Set task
Please write out the lines of the items that begin at the line containing "Where can you find the horizontal" and stop after the line containing "(201, 1020)". Switch "metal" to "steel" wherever it occurs in them, and change nothing else.

Listed records

---+---

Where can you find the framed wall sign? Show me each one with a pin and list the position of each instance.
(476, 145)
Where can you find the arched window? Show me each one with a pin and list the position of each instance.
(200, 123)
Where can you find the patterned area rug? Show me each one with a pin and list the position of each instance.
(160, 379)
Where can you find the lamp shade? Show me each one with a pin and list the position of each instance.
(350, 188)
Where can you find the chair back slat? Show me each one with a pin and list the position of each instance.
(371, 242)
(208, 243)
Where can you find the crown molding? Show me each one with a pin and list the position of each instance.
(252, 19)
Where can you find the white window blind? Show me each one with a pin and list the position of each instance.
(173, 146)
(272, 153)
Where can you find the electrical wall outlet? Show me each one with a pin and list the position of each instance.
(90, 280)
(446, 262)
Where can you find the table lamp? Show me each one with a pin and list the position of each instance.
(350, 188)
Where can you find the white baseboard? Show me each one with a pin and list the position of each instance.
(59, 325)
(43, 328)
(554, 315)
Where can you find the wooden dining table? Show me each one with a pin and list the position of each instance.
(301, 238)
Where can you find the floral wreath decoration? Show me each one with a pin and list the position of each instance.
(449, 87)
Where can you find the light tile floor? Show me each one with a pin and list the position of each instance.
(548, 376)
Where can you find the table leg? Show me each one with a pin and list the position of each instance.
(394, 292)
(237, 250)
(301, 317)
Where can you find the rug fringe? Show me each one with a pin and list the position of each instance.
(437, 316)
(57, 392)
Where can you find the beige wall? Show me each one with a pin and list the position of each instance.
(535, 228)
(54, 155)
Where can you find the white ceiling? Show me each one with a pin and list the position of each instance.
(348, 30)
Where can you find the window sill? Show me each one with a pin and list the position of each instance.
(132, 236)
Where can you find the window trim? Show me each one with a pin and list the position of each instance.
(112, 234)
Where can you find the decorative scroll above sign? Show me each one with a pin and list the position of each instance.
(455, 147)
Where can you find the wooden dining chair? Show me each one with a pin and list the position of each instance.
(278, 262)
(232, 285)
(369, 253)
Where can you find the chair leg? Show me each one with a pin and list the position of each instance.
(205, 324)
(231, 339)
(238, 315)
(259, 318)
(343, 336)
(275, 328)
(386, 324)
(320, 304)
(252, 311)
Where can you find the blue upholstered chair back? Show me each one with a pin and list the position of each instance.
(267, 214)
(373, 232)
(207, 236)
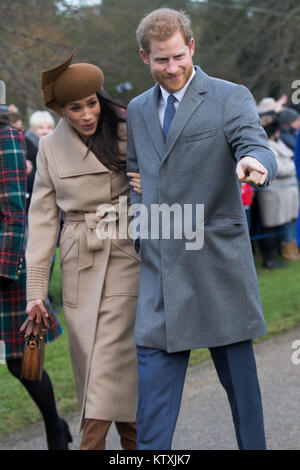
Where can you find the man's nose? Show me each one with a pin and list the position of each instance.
(172, 67)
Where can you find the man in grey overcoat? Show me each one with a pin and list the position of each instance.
(193, 138)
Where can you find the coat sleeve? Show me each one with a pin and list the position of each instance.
(241, 126)
(132, 166)
(12, 204)
(43, 229)
(297, 155)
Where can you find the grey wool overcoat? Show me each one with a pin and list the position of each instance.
(207, 297)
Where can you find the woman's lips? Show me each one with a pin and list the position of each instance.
(88, 126)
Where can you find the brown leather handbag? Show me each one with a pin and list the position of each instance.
(33, 357)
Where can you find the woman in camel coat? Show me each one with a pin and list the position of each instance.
(78, 174)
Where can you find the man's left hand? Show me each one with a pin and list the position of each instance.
(250, 170)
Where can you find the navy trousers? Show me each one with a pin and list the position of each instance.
(161, 381)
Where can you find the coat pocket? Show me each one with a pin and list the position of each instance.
(123, 270)
(69, 254)
(200, 135)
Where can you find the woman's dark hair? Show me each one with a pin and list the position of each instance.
(104, 143)
(4, 120)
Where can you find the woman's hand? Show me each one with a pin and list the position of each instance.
(38, 317)
(135, 182)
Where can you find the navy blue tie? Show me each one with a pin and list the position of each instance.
(169, 114)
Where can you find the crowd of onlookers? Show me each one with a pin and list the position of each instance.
(40, 123)
(272, 213)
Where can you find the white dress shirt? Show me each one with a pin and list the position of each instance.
(162, 102)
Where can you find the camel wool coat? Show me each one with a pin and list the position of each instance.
(100, 277)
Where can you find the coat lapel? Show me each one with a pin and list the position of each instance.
(71, 155)
(151, 119)
(190, 102)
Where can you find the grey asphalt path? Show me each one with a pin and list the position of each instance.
(205, 419)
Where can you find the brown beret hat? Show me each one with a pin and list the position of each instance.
(66, 83)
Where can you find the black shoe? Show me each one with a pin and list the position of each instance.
(61, 440)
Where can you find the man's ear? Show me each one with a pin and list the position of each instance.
(145, 57)
(192, 46)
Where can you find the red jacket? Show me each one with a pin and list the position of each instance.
(247, 194)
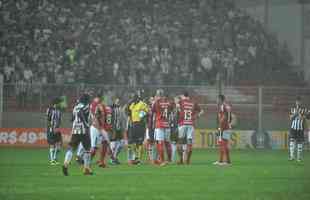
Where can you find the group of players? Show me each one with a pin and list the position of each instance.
(158, 126)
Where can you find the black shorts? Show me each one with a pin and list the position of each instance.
(53, 137)
(151, 135)
(136, 133)
(298, 135)
(76, 139)
(117, 135)
(174, 135)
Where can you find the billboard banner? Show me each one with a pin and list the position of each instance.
(28, 137)
(240, 139)
(204, 138)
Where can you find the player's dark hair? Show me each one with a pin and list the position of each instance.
(56, 100)
(185, 93)
(221, 97)
(85, 98)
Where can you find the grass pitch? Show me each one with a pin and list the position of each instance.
(26, 175)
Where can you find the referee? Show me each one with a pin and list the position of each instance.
(137, 111)
(297, 116)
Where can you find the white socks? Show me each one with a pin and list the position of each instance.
(292, 149)
(68, 156)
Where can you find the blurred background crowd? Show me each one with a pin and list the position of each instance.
(136, 42)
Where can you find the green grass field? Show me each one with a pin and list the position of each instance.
(25, 175)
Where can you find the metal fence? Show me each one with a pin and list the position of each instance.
(256, 108)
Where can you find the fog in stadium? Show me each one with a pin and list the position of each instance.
(154, 99)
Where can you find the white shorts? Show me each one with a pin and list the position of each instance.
(186, 132)
(162, 134)
(95, 137)
(104, 136)
(226, 134)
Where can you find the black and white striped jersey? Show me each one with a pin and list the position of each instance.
(80, 118)
(298, 115)
(53, 118)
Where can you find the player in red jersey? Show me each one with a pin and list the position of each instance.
(162, 108)
(149, 135)
(224, 124)
(188, 111)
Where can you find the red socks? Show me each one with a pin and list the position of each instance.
(188, 153)
(169, 150)
(160, 149)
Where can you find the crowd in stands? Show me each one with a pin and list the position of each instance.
(132, 42)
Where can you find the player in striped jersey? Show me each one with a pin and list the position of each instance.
(297, 116)
(53, 134)
(80, 133)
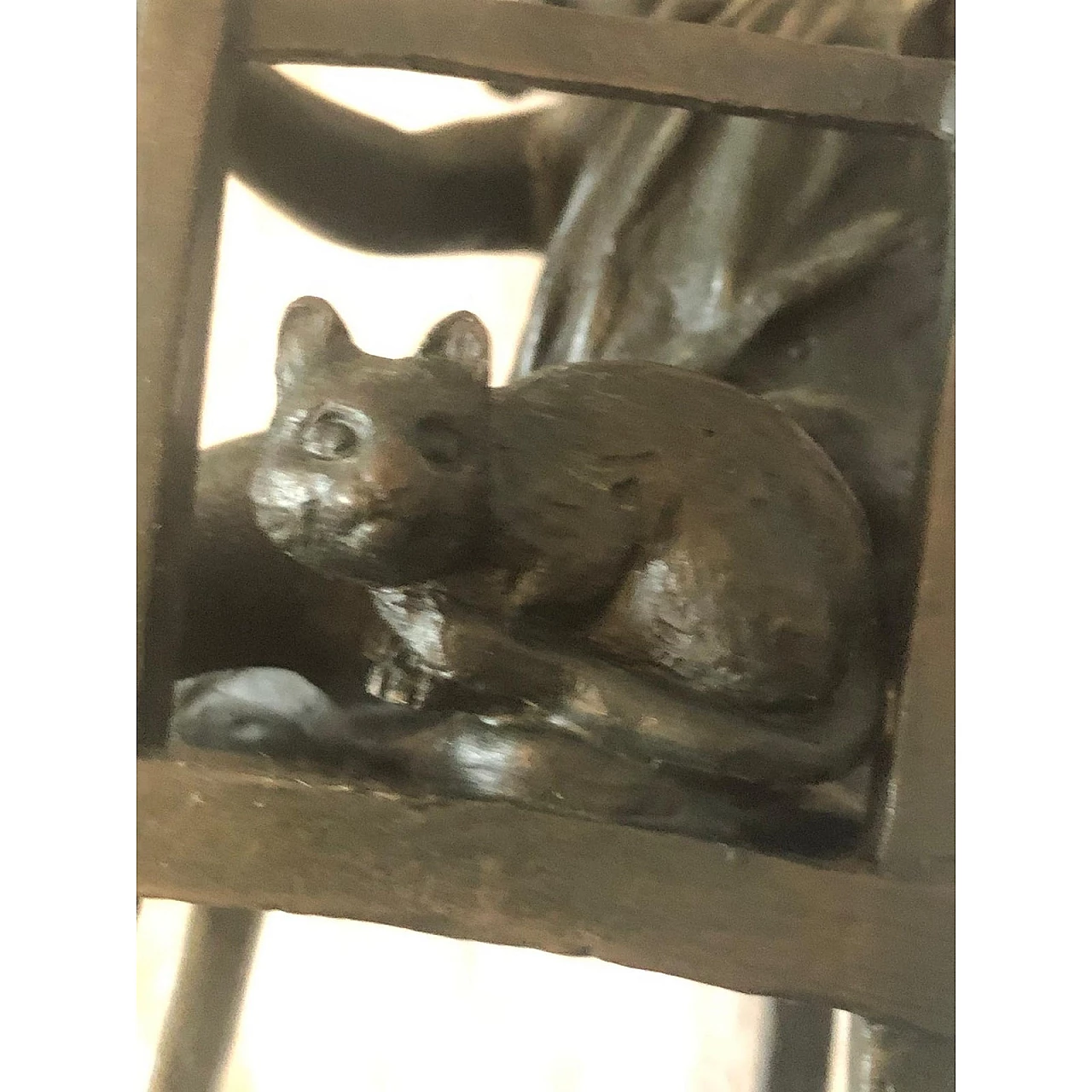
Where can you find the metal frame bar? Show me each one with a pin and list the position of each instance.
(209, 991)
(880, 943)
(638, 59)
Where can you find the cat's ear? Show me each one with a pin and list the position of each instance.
(462, 339)
(311, 334)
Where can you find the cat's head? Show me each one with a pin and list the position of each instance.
(375, 468)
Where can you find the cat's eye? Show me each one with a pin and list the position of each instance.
(439, 443)
(328, 436)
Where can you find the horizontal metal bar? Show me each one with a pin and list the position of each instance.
(652, 61)
(249, 834)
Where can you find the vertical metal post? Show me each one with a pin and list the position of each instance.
(799, 1048)
(183, 78)
(201, 1020)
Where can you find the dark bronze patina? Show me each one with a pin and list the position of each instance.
(804, 265)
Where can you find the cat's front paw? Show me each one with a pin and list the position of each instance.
(256, 710)
(401, 679)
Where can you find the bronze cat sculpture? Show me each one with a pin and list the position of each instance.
(632, 560)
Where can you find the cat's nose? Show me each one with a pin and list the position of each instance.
(375, 485)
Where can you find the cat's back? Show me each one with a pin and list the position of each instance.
(671, 429)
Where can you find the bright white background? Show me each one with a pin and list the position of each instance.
(68, 457)
(348, 1005)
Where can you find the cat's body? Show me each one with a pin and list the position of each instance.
(648, 558)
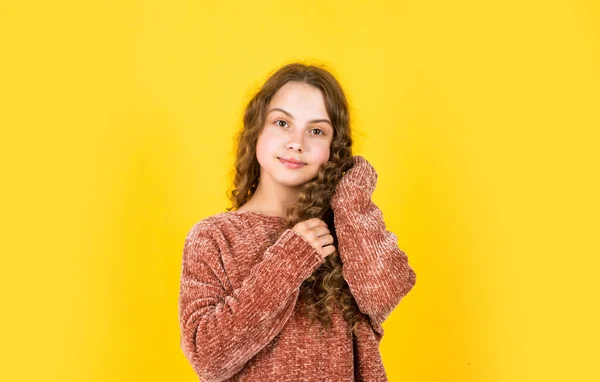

---+---

Worked solution
Where can you find the horizontal steel bar? Show me each one with a pin and list the position of each instance.
(652, 61)
(249, 834)
Where can you find the vertical steel post? Show me each one with a pin and list the position of each instance.
(799, 1048)
(183, 78)
(201, 1020)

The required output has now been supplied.